> _Goal_
Please rewrite the rows from the start up to and including the line that contains "(234, 248), (499, 281)", shifting each bounding-box coordinate in the answers up by 28. Leave the pictures out of your answer.

▬▬▬▬▬▬▬▬▬▬

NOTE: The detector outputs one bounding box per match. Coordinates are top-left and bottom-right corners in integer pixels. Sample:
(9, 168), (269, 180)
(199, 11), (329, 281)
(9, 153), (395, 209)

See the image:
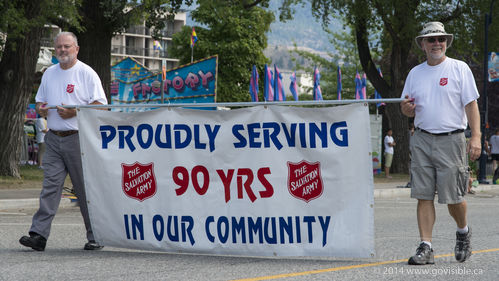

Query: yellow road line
(234, 248), (499, 281)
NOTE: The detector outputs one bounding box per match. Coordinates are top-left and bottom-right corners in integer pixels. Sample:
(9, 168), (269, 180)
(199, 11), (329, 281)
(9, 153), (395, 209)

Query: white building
(40, 11), (187, 71)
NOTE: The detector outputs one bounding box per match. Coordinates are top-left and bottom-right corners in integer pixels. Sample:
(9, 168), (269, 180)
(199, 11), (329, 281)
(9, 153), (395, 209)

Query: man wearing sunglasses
(401, 22), (481, 265)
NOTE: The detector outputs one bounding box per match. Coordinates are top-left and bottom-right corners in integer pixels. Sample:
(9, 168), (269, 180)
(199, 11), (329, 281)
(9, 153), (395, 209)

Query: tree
(63, 0), (193, 99)
(290, 0), (499, 172)
(0, 0), (78, 178)
(168, 0), (274, 102)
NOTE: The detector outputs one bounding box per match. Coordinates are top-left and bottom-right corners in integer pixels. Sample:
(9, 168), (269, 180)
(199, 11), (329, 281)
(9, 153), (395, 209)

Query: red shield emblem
(66, 84), (75, 94)
(288, 160), (324, 203)
(121, 162), (156, 201)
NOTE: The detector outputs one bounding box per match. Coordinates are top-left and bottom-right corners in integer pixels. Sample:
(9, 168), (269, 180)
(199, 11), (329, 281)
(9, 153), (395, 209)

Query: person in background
(19, 32), (107, 251)
(384, 129), (396, 179)
(35, 115), (49, 169)
(400, 22), (482, 265)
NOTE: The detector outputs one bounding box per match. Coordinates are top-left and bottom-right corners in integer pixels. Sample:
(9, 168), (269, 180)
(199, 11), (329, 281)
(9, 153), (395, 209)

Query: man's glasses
(425, 37), (447, 43)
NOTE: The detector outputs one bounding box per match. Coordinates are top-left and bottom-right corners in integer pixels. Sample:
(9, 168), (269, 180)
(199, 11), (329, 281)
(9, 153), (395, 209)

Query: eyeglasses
(425, 37), (447, 43)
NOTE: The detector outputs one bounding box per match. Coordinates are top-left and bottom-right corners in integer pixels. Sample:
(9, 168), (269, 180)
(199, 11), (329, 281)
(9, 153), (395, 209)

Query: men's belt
(416, 128), (464, 136)
(50, 130), (78, 137)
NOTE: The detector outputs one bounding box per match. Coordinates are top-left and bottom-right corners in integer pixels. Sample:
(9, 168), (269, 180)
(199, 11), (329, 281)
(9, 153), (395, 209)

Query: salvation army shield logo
(66, 84), (75, 94)
(121, 162), (156, 202)
(288, 160), (324, 203)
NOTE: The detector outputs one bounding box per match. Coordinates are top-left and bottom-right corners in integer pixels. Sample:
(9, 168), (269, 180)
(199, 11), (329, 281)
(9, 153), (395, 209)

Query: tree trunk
(0, 1), (42, 178)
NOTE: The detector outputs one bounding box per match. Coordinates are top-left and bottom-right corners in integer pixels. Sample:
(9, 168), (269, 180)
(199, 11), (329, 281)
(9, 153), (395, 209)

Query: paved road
(0, 188), (499, 281)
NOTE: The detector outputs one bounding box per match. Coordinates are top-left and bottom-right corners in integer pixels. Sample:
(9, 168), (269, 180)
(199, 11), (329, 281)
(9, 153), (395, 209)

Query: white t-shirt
(385, 135), (394, 154)
(35, 61), (107, 131)
(489, 135), (499, 154)
(402, 57), (479, 133)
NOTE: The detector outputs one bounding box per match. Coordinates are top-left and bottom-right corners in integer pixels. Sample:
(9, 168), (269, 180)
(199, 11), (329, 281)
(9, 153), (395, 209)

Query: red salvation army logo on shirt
(121, 162), (156, 202)
(66, 84), (75, 94)
(440, 78), (448, 86)
(288, 160), (323, 203)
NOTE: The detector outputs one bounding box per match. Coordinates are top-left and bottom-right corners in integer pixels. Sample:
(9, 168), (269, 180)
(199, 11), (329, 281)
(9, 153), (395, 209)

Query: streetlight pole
(478, 0), (495, 184)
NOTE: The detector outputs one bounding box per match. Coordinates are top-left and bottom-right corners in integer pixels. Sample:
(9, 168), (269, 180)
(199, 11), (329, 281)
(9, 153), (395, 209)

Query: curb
(0, 198), (78, 210)
(0, 184), (499, 210)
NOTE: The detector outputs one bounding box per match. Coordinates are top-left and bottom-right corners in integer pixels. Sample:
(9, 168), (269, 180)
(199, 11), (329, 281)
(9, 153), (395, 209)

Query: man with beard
(19, 32), (107, 251)
(401, 22), (481, 265)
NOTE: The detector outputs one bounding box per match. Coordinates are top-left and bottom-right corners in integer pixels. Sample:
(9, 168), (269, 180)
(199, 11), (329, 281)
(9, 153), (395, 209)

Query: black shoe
(409, 243), (435, 265)
(454, 227), (471, 262)
(19, 232), (47, 251)
(83, 240), (104, 251)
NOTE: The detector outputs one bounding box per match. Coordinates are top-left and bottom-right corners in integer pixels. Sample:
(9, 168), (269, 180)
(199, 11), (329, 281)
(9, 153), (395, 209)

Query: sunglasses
(425, 37), (447, 43)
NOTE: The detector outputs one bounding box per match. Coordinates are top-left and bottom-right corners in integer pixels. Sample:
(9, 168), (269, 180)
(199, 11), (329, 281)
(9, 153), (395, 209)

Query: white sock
(457, 225), (468, 234)
(421, 238), (431, 249)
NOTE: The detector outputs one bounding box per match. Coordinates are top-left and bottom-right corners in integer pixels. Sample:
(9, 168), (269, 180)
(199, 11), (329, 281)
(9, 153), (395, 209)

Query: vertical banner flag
(191, 27), (198, 48)
(374, 67), (386, 107)
(289, 71), (298, 101)
(77, 104), (374, 258)
(361, 72), (367, 100)
(355, 71), (362, 100)
(274, 64), (286, 101)
(313, 66), (322, 100)
(336, 65), (343, 100)
(250, 65), (258, 102)
(488, 52), (499, 82)
(263, 64), (274, 101)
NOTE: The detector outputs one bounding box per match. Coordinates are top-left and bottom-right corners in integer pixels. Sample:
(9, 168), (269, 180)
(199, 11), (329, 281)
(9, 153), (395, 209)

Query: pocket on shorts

▬▬▬▬▬▬▬▬▬▬

> _Output of the exercise_
NOTE: The detector outputs one bounding box per match. Coordinates are top-left and bottom-right corners in integer pixels. Sample:
(9, 168), (269, 180)
(199, 11), (329, 281)
(9, 153), (395, 209)

See the image:

Query: yellow road line
(262, 276), (527, 309)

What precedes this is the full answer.